__What to do__. Reproduce without alteration every line from the one containing "Could you please indicate the distant" down to the last line.
## begin Data entries
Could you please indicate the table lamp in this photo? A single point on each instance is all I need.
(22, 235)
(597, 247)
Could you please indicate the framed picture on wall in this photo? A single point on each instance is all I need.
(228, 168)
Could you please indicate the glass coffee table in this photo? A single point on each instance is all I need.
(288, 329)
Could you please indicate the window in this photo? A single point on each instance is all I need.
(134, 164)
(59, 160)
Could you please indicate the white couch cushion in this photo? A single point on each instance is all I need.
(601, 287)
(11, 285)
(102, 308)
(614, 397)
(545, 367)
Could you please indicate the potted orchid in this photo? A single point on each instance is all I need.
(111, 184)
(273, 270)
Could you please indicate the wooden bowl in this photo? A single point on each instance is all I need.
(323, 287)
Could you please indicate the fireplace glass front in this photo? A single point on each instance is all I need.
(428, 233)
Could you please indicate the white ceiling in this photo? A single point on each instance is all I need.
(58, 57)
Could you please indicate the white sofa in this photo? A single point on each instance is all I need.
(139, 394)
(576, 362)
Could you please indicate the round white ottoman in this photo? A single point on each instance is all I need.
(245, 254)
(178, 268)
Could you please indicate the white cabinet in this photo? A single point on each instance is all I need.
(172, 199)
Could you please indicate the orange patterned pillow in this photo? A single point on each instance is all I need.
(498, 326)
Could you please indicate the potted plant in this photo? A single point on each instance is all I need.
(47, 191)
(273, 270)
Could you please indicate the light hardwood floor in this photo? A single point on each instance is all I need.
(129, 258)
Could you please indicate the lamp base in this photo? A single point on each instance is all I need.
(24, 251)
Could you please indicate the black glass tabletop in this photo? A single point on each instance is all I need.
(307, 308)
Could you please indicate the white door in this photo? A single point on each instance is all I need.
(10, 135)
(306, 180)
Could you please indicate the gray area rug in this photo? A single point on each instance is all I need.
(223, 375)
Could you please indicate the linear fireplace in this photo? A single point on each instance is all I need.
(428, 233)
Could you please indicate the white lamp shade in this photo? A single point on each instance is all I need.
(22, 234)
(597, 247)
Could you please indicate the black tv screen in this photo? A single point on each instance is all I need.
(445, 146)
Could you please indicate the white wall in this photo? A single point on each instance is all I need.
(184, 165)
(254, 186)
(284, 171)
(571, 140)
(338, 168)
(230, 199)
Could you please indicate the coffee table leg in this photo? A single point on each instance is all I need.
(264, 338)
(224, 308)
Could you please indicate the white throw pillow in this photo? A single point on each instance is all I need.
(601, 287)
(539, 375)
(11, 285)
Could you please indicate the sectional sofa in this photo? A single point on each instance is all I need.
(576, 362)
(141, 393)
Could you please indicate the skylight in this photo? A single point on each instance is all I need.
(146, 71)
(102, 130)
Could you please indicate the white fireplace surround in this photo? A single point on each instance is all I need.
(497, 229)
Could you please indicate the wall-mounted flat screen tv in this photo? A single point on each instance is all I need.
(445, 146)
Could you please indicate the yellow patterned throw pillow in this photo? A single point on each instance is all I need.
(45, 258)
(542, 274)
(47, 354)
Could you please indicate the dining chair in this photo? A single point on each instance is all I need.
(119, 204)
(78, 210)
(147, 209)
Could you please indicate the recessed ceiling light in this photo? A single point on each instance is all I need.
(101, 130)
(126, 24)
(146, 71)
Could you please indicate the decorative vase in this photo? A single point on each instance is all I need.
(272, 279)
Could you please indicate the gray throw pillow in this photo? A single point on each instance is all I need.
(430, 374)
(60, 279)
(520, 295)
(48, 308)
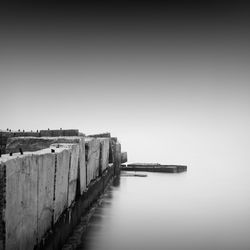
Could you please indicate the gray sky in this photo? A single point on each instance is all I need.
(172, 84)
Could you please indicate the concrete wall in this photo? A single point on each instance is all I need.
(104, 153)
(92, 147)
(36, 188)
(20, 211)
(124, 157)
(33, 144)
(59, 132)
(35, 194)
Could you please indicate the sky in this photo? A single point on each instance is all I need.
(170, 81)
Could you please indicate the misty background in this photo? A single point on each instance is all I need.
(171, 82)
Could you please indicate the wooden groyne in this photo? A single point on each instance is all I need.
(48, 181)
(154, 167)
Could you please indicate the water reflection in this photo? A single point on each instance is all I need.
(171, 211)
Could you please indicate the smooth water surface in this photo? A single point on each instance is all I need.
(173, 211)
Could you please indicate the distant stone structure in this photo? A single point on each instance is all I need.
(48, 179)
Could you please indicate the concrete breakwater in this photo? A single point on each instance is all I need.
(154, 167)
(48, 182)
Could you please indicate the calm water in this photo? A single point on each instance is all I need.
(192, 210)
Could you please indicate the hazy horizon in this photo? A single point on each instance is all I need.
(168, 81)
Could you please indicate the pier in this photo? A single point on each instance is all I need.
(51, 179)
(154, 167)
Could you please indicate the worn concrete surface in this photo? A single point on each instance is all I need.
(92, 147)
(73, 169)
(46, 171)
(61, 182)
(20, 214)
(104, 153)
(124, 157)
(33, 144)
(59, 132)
## end Data entries
__Task answer__.
Could you please indicate the distant stone structure in this photo? A single point on each instance is all I need.
(48, 179)
Could you please indicate the concrete breakwater in this photo? A single point on each instance is all I need.
(154, 167)
(48, 182)
Could you please indicate the calm water in this photo? A single point on each instance is all I need.
(192, 210)
Could you please indicate the hazy horizon in this photo? A single point on each instance is all I need.
(168, 81)
Could you please indicate the pier in this photo? A single point on each instance is all I need.
(51, 179)
(154, 167)
Could you please indicate the worn concrete surface in this photo? A single point on each instance is all I need.
(92, 147)
(73, 169)
(46, 171)
(61, 182)
(20, 214)
(104, 153)
(124, 157)
(33, 144)
(59, 132)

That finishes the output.